What the task requires:
Quote all of the data below exactly, please.

Extracted records:

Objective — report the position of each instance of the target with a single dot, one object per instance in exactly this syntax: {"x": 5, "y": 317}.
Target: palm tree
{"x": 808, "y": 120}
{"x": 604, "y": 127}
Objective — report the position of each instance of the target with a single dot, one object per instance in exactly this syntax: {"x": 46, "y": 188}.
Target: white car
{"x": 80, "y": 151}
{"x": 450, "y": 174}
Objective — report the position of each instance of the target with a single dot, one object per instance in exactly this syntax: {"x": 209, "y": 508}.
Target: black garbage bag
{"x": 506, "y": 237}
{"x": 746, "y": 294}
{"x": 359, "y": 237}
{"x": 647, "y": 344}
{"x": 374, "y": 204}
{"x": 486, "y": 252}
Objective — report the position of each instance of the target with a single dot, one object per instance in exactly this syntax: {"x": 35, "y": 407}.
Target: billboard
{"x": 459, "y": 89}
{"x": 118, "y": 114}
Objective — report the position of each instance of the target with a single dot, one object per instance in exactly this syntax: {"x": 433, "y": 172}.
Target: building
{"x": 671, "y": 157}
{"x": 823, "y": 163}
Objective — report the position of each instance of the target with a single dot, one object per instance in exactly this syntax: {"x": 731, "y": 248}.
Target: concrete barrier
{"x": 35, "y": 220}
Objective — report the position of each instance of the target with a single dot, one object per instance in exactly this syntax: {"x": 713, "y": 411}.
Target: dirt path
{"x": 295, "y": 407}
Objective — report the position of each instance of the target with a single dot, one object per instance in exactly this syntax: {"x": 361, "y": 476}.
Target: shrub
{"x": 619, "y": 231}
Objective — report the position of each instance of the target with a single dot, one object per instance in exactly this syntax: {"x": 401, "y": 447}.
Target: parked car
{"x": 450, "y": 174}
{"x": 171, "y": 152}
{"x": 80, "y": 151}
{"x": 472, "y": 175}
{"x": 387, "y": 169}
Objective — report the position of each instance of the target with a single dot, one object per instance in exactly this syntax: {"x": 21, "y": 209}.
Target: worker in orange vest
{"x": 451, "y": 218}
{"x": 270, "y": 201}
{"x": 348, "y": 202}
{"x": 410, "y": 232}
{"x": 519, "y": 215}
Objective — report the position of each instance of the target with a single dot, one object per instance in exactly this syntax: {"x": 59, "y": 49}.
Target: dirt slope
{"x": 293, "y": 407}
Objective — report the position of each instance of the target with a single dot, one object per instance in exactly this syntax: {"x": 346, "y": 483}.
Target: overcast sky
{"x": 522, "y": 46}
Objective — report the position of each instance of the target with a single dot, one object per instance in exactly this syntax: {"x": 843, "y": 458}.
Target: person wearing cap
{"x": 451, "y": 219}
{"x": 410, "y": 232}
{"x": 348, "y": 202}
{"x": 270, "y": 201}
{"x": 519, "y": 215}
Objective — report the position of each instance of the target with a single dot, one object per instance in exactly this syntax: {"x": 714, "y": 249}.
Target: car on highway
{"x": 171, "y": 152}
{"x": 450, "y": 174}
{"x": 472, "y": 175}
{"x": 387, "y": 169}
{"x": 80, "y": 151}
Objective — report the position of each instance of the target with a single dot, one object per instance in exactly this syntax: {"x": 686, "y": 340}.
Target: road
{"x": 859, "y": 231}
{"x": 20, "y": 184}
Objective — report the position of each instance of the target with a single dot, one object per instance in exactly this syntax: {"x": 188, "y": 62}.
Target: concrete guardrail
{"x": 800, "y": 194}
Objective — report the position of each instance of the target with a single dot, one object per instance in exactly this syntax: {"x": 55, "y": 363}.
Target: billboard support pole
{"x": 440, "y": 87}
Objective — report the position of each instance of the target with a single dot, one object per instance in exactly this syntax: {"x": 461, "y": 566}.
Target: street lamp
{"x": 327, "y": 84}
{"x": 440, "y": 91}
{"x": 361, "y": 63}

Solution below:
Objective — report the position of each instance of the target with a single dot, one object per instance in exactly this syntax: {"x": 5, "y": 317}.
Target: palm tree
{"x": 808, "y": 120}
{"x": 604, "y": 127}
Objective — report the position of each instance of the target with a single dot, one object per instance in exactly this syntax: {"x": 46, "y": 188}.
Target: white car
{"x": 80, "y": 151}
{"x": 450, "y": 174}
Objective — report the position of each instance of the target with a single dot, one object per instance in exactly this syntax: {"x": 209, "y": 508}.
Target: black garbage bag
{"x": 506, "y": 237}
{"x": 746, "y": 294}
{"x": 359, "y": 237}
{"x": 647, "y": 344}
{"x": 374, "y": 204}
{"x": 486, "y": 252}
Objective — report the position of each instance of the target with a single dot, one object per instance in exactly this syntax: {"x": 35, "y": 407}.
Target: billboard
{"x": 459, "y": 89}
{"x": 118, "y": 114}
Objective — report the position of each instance of the target with a single dot, one object per instance in exactly this syntax: {"x": 433, "y": 172}.
Target: building
{"x": 671, "y": 157}
{"x": 823, "y": 163}
Objective — report the position of each instance of the target with a single dot, one object per instance in exactly this syntax: {"x": 731, "y": 248}.
Target: concrete barrier
{"x": 35, "y": 220}
Objective — report the position of each instance of the target with a single dot, one object per instance in exactly this syntax: {"x": 713, "y": 411}.
Target: dirt path
{"x": 295, "y": 407}
Objective — report the position of each instance of the target with a single dot, one object per instance in exactly this syntax: {"x": 361, "y": 476}.
Target: shrub
{"x": 619, "y": 231}
Objective — report the position of each instance of the target with a single dot, one object per instance in exactly this syntax: {"x": 401, "y": 447}.
Target: parked car
{"x": 450, "y": 174}
{"x": 171, "y": 152}
{"x": 80, "y": 151}
{"x": 472, "y": 175}
{"x": 387, "y": 169}
Objective — report the position of each instance of the target with a single dot, one object per instance in exactly this syntax: {"x": 21, "y": 209}.
Target: worker in orange vest
{"x": 451, "y": 218}
{"x": 270, "y": 201}
{"x": 348, "y": 202}
{"x": 410, "y": 232}
{"x": 519, "y": 215}
Objective — report the position of each instance of the target with a single dot, one object per instance in exactly this syntax: {"x": 59, "y": 49}.
Target: dirt slope
{"x": 293, "y": 407}
Objective — report the position of each instance of the target with a single dot, one object per instance in exactly this syntax: {"x": 346, "y": 483}.
Target: overcast sky
{"x": 522, "y": 46}
Objective — report the position of each instance of the target with a single dot, one object per instance in exactly this syntax: {"x": 843, "y": 458}.
Target: person wearing cap
{"x": 451, "y": 219}
{"x": 410, "y": 232}
{"x": 348, "y": 202}
{"x": 270, "y": 201}
{"x": 519, "y": 215}
Objective — report the position of each instance of the target with a single dot, one object per instance in exactly this syntax: {"x": 714, "y": 249}.
Target: car on highway
{"x": 171, "y": 152}
{"x": 450, "y": 174}
{"x": 472, "y": 175}
{"x": 387, "y": 169}
{"x": 80, "y": 151}
Objective — report the position of each instance of the target with a single dot, one object per instance in exactly this syntax: {"x": 686, "y": 340}.
Target: road
{"x": 859, "y": 231}
{"x": 20, "y": 184}
Objective — report the position of each instance of the target with a single dot, one object per instance in exactly this syntax: {"x": 188, "y": 62}.
Target: concrete guardrail
{"x": 800, "y": 194}
Objective — report the position of each instance of the target with a single dot, one object per instance in exactly this syntax: {"x": 55, "y": 363}.
Target: billboard support pole
{"x": 440, "y": 87}
Objective — report the position of each instance of the target with a single dot, one object per instance in exactly this syntax: {"x": 461, "y": 566}.
Target: street lamp
{"x": 327, "y": 84}
{"x": 440, "y": 91}
{"x": 361, "y": 63}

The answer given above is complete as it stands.